— EXTRACT —
◆ ◆ ◆

Enable safe Chat with your Databases: with Malloy and PandasAI

Data Explorations in Natural Language

Sep 17, 2024

Introduction - Implications of connecting a database directly to a LLM

When it comes to reaping value from data - one obstacle unremittingly stood in the way for most organisations. Which is the limited capability of the non technical workforce to perform queries and data exploration tasks on databases and data sources. This is because most data analysis tasks still require skill in SQL or SQL like languages.

One way to broaden access to data services for performing data exploration and queries easily, is to integrate data sources (DBMSs, datalakes, files, etc) to a LLM or genAI. Enabling natural language (NL here onwards) queries for data sources broadens access and utility of data assets, open and proprietary. At the same time, the business is able to tap into new sources of domain expertise for high impact value innovations (e.g. internal lob users, customers, partners, etc).

◆ ◆ ◆

(Saved data entries)
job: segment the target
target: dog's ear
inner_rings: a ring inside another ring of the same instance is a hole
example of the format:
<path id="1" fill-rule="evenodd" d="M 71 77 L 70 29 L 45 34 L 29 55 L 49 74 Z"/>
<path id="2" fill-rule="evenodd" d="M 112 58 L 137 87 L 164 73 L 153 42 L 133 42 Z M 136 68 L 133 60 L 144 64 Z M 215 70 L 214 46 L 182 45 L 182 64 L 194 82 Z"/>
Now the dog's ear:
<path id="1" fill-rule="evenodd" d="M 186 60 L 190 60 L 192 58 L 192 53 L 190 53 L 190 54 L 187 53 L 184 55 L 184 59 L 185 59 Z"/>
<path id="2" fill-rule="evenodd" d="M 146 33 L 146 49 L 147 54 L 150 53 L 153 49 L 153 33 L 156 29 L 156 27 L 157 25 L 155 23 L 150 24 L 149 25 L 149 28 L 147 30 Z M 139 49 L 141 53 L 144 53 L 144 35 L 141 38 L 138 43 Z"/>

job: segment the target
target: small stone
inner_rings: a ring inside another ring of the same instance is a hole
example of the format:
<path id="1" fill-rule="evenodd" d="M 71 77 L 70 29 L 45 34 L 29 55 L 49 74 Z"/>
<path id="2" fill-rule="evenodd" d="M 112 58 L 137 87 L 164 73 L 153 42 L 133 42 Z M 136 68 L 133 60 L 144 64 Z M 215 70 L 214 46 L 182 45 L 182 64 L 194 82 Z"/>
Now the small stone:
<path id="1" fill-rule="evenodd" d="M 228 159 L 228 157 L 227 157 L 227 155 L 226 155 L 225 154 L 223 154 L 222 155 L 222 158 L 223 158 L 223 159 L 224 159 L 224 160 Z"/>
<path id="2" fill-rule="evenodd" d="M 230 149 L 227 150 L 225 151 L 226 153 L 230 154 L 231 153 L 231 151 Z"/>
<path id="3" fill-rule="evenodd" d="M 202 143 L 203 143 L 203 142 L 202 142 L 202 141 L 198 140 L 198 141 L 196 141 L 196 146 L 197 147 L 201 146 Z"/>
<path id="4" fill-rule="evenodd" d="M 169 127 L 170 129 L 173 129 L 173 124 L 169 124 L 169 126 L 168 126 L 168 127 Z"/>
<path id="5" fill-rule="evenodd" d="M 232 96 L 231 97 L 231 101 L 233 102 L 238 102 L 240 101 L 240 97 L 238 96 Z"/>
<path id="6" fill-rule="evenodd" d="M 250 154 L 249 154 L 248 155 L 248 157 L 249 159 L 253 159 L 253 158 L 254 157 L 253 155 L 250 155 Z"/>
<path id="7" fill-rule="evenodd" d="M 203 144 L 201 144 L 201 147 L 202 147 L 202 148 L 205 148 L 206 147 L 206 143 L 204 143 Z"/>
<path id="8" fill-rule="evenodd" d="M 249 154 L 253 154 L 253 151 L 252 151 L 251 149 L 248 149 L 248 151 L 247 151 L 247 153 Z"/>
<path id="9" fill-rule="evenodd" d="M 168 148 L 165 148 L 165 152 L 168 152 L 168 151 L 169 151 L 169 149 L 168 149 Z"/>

◆ ◆ ◆

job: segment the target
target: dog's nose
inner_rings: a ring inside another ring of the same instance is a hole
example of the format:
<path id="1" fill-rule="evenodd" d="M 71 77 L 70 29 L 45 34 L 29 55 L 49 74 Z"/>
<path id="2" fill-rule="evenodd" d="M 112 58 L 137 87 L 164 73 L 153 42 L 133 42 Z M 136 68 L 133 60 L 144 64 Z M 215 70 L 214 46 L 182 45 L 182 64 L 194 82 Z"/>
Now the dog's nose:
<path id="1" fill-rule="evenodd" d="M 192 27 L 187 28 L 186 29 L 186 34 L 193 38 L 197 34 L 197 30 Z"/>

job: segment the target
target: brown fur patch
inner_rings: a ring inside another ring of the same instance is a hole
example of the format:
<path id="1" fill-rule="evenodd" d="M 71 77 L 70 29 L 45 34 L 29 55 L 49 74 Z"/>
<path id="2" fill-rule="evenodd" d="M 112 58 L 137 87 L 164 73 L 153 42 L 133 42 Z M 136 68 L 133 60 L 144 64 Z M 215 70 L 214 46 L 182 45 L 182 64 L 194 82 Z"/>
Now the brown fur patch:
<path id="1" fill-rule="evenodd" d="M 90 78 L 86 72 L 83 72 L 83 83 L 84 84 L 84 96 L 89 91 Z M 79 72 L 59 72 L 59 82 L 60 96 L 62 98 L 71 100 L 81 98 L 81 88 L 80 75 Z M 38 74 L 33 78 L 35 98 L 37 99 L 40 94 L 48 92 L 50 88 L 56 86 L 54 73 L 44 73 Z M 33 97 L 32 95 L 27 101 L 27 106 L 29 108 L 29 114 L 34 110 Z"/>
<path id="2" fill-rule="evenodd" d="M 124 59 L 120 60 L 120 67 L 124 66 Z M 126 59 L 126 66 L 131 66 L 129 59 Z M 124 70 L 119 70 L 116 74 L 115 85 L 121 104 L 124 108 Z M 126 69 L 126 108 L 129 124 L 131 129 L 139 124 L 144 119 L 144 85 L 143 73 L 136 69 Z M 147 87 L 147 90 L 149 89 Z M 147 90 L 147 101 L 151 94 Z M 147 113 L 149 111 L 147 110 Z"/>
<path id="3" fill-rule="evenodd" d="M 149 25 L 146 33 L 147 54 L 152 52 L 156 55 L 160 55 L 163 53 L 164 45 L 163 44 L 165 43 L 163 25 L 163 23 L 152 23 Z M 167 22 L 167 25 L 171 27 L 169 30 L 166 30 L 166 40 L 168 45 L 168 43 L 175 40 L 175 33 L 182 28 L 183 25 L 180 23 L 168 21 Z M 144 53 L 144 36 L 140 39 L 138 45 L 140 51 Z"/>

◆ ◆ ◆

— REQUIRED ACTIONS —
**1.** In the article on chatting with databases, why do most data analysis tasks remain out of reach for the non-technical workforce?
**2.** Say whether each statement agrees with the article on chatting with databases, quoting the words that decide it: (a) The article is dated September 17, 2024. (b) The article says natural language queries broaden access only to proprietary data assets. (c) The article names customers as a new source of domain expertise.
**3.** Write the next few sentences of the article on chatting with databases.

— OUTPUTS BY TASK —
**1.** Most data analysis tasks still require skill in SQL or SQL-like languages.

**2.**
(a) Yes: "Sep 17, 2024"
(b) No: "broadens access and utility of data assets, open and proprietary"
(c) Yes: "(e.g. internal lob users, customers, partners, etc)"

**3.**
While feasible, in reality connecting a LLM directly to databases has its own predicaments. Malicious code, mistakes from inexperienced users and other operational errors can directly affect database content, objects or trigger an unintended workflow by accident. If running on a multi-cloud environment, the cost of API calls for code execution can run uncontrollably high when utility spikes. Whitelisting modules and data sources alone may not be sufficient to safeguard against such mishaps.

In this blog we discuss a safe and cost effective approach to achieve natural language querying for databases. The proposed architecture employs a semantic data model (Malloy models) and a dataframe wrapper to interface with LLMs (PandasAI).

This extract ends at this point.